*** MATERIAL SUPPLIED

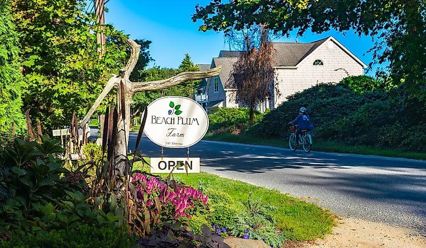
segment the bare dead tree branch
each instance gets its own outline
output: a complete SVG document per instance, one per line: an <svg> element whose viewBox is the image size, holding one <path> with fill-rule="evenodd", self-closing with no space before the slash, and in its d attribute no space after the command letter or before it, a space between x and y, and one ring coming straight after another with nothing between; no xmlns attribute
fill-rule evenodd
<svg viewBox="0 0 426 248"><path fill-rule="evenodd" d="M196 80L217 76L220 72L222 66L208 70L198 71L185 71L169 78L149 82L131 82L133 93L145 91L161 90L175 86L189 80Z"/></svg>

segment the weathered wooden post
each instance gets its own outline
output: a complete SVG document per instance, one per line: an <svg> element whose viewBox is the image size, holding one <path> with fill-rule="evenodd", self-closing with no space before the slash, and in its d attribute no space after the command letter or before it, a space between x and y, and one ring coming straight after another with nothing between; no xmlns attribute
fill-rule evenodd
<svg viewBox="0 0 426 248"><path fill-rule="evenodd" d="M181 72L174 76L163 80L148 82L132 82L129 80L129 77L138 61L141 46L131 39L129 39L126 42L130 46L131 54L129 61L120 71L120 75L113 75L109 78L103 90L89 110L84 119L80 123L80 127L83 127L86 125L105 97L113 88L115 88L118 90L119 96L121 96L122 92L124 91L124 100L121 99L121 98L117 98L118 103L117 106L117 110L119 111L121 109L124 110L125 114L118 115L119 119L117 127L118 137L116 146L116 153L117 157L116 158L116 161L123 158L127 154L130 129L130 105L133 94L142 91L166 89L188 80L200 79L216 76L219 74L221 69L221 66L220 66L203 71ZM123 101L124 103L122 102ZM124 108L122 108L123 104ZM125 166L124 162L119 162L116 165L116 169L119 170L122 174L124 171Z"/></svg>

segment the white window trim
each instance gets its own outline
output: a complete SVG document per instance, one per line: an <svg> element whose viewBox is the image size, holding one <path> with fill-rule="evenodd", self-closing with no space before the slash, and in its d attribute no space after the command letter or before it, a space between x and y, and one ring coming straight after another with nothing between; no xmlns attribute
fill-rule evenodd
<svg viewBox="0 0 426 248"><path fill-rule="evenodd" d="M219 77L217 76L213 77L213 93L219 92Z"/></svg>
<svg viewBox="0 0 426 248"><path fill-rule="evenodd" d="M323 64L315 64L315 62L317 62L317 61L318 60L320 60L320 61L321 61L321 63L322 63ZM314 65L314 66L324 66L324 61L322 59L320 59L318 58L314 60L314 63L312 63L312 65Z"/></svg>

******

Render every line of the records above as a Markdown table with the columns "Row" and "Line", numbering each row and skipping blank lines. Leave the pictures out of the answer.

| Row | Line |
|---|---|
| 1 | segment the bare dead tree branch |
| 2 | each instance gets its own outline |
| 3 | output: a complete SVG document per instance, one per line: an <svg> element whose viewBox is the image size, holding one <path> with fill-rule="evenodd", self-closing with no space before the slash, and in its d attribute no space after the command letter or before it, a space between x and y, and one ring coming straight after another with nothing between; no xmlns attribute |
| 4 | fill-rule evenodd |
| 5 | <svg viewBox="0 0 426 248"><path fill-rule="evenodd" d="M196 80L217 76L220 72L222 66L208 70L198 71L185 71L169 78L149 82L131 82L133 93L145 91L161 90L175 86L189 80Z"/></svg> |
| 6 | segment the weathered wooden post |
| 7 | each instance gets its own outline |
| 8 | output: a complete SVG document per instance, one per line: an <svg> element whose viewBox is the image size, holding one <path> with fill-rule="evenodd", self-closing with no space before the slash, and in its d attribute no space after the command letter or before it, a space between x and y, and one ring coming straight after another with nothing between; no xmlns attribute |
| 9 | fill-rule evenodd |
| 10 | <svg viewBox="0 0 426 248"><path fill-rule="evenodd" d="M181 72L174 76L163 80L148 82L132 82L129 80L129 77L138 61L141 46L131 39L129 39L126 42L130 46L131 54L129 61L120 71L120 75L113 75L109 78L103 90L89 110L84 119L80 123L80 127L83 127L86 125L105 97L113 88L115 88L118 90L119 96L121 96L122 92L124 91L124 100L121 99L121 98L117 98L118 103L117 106L117 110L119 111L121 109L124 110L125 114L118 115L119 119L117 127L118 137L116 146L116 153L117 157L116 158L116 161L123 158L127 154L130 129L130 105L133 94L142 91L166 89L188 80L200 79L216 76L219 74L221 69L221 66L220 66L203 71ZM123 101L124 103L122 102ZM124 108L122 108L123 104ZM125 166L124 162L119 162L116 165L116 169L119 170L122 174L124 171Z"/></svg> |
| 11 | segment the white window trim |
| 12 | each instance gets its own outline |
| 13 | output: a complete SVG document per instance, one per line: an <svg> element whose viewBox is the image size, holding one <path> with fill-rule="evenodd", self-closing with no space before the slash, and in its d attribute no space after the command letter or before it, a space between x and y, and one ring coming straight after another with nothing between; no xmlns attribute |
| 14 | fill-rule evenodd |
| 15 | <svg viewBox="0 0 426 248"><path fill-rule="evenodd" d="M219 77L217 76L213 77L213 93L219 92Z"/></svg> |
| 16 | <svg viewBox="0 0 426 248"><path fill-rule="evenodd" d="M323 64L315 64L315 62L317 62L317 61L318 60L320 60L320 61L321 61L321 63L322 63ZM314 65L314 66L324 66L324 61L322 59L320 59L318 58L314 60L314 63L312 63L312 65Z"/></svg> |